[A block of data]
* * * *

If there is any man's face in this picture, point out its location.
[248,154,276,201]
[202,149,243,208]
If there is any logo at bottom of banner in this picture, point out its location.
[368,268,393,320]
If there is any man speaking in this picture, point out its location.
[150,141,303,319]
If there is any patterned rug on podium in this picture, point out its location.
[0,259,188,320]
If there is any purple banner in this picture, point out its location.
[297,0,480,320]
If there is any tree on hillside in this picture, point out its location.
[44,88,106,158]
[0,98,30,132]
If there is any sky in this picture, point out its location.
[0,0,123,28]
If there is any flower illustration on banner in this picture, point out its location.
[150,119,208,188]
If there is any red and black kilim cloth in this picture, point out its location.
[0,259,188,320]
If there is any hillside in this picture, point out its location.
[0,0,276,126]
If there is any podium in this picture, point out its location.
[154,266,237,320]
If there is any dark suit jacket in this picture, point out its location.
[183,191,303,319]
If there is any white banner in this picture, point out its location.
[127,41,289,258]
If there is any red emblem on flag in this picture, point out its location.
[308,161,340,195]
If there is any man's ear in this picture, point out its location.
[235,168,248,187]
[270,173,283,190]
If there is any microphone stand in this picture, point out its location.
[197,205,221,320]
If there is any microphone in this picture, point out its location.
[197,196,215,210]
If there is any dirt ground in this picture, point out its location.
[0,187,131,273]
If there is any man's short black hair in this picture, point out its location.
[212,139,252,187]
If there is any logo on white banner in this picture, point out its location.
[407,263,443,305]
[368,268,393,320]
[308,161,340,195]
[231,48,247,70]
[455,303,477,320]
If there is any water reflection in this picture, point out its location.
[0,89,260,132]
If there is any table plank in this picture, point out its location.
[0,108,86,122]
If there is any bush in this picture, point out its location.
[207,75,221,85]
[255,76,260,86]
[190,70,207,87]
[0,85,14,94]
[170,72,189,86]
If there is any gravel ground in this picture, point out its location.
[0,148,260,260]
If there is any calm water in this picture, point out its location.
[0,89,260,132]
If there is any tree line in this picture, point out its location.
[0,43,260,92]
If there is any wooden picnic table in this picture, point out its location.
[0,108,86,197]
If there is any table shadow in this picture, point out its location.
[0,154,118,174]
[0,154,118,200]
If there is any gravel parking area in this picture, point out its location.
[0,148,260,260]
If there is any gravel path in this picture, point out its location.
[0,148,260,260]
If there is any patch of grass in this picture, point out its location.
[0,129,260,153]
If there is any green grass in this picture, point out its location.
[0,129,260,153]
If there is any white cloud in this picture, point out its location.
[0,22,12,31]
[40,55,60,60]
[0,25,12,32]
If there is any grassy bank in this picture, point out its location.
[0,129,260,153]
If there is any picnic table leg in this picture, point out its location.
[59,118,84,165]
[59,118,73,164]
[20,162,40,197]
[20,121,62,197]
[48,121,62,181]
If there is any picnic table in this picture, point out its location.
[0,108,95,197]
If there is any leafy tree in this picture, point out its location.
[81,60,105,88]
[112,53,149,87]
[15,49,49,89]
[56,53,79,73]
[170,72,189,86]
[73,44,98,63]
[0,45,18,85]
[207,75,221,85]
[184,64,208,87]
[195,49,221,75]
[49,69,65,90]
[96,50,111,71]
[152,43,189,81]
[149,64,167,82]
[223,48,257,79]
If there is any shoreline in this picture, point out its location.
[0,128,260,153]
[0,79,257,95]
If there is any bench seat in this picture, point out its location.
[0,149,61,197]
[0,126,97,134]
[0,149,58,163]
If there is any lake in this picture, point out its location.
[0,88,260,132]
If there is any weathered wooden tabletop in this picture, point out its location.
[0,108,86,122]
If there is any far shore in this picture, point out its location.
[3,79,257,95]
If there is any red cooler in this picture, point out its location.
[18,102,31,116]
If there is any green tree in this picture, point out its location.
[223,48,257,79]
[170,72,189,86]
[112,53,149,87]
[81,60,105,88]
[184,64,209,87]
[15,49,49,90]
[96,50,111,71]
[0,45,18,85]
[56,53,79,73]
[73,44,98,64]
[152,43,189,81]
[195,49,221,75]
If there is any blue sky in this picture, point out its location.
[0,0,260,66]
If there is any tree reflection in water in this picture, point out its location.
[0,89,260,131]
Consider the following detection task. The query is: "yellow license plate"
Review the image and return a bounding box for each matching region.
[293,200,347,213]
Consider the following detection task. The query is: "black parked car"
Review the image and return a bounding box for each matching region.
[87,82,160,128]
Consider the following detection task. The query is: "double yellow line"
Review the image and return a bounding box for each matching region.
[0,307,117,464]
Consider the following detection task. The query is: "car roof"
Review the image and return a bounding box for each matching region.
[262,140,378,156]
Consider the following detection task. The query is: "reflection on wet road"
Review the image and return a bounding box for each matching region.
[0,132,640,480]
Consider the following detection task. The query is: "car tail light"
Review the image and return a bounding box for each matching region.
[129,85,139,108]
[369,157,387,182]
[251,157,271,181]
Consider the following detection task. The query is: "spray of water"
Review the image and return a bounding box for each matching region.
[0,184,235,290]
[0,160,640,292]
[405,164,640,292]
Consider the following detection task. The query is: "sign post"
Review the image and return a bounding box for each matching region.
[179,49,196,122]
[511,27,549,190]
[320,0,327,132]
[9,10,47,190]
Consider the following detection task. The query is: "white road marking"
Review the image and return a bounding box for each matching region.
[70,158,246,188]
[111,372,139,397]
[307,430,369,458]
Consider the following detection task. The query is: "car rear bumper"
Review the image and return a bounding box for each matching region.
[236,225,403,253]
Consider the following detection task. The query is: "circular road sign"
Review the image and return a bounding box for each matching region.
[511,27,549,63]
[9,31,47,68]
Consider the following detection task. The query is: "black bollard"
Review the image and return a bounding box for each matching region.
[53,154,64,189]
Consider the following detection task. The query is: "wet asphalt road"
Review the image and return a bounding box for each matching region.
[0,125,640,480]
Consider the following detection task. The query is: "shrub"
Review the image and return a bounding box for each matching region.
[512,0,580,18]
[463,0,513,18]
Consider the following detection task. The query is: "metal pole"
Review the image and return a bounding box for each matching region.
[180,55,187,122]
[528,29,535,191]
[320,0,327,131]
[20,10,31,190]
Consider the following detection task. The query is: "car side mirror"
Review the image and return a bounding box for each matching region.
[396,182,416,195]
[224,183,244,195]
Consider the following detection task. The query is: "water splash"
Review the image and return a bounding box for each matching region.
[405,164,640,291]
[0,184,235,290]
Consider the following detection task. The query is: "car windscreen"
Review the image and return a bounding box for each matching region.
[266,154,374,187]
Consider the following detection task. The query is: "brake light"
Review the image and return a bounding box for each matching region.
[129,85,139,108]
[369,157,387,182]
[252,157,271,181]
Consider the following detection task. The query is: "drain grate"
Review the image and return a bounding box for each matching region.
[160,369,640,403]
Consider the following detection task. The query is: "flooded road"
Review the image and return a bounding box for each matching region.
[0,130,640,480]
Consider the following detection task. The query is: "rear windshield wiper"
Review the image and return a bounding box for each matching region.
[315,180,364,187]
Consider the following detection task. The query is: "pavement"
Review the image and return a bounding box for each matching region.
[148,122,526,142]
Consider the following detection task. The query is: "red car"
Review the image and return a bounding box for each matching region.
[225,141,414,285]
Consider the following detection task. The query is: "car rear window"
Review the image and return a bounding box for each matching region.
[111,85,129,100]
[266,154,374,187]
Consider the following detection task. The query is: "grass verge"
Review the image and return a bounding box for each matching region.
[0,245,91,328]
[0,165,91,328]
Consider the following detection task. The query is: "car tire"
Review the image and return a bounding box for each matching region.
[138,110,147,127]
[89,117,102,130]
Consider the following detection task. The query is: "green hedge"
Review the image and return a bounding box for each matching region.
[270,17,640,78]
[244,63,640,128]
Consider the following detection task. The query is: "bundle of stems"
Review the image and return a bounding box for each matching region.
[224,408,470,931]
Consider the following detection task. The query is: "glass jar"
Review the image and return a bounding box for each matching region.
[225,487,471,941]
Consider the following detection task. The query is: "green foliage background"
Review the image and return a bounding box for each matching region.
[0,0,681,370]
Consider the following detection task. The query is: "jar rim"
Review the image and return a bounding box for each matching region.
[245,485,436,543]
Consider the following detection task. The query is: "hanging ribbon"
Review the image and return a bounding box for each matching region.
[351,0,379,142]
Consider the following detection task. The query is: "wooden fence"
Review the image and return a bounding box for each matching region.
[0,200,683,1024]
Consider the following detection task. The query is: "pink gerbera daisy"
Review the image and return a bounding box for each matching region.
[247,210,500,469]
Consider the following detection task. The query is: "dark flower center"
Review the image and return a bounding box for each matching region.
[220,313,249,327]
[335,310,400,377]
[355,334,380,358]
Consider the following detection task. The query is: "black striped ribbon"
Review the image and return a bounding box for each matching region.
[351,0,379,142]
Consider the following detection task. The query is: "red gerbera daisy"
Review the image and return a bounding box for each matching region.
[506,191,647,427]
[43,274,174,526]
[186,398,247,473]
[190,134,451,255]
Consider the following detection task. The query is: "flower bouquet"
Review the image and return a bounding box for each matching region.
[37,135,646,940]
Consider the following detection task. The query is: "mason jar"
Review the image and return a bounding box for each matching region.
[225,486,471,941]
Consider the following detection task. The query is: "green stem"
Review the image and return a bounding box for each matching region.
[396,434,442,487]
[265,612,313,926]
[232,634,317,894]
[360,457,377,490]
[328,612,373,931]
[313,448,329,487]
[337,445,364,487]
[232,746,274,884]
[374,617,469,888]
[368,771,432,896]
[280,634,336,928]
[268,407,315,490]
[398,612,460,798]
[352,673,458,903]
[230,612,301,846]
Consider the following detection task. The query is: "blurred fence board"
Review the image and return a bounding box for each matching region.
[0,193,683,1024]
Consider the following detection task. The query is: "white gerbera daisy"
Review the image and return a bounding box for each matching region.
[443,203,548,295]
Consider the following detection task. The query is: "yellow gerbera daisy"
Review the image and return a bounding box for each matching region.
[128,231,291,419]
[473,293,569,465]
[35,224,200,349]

* * * *

-- The problem --
Count the lines in the block of data above that contain the word "microphone". Reply with the number alone.

-- Answer below --
2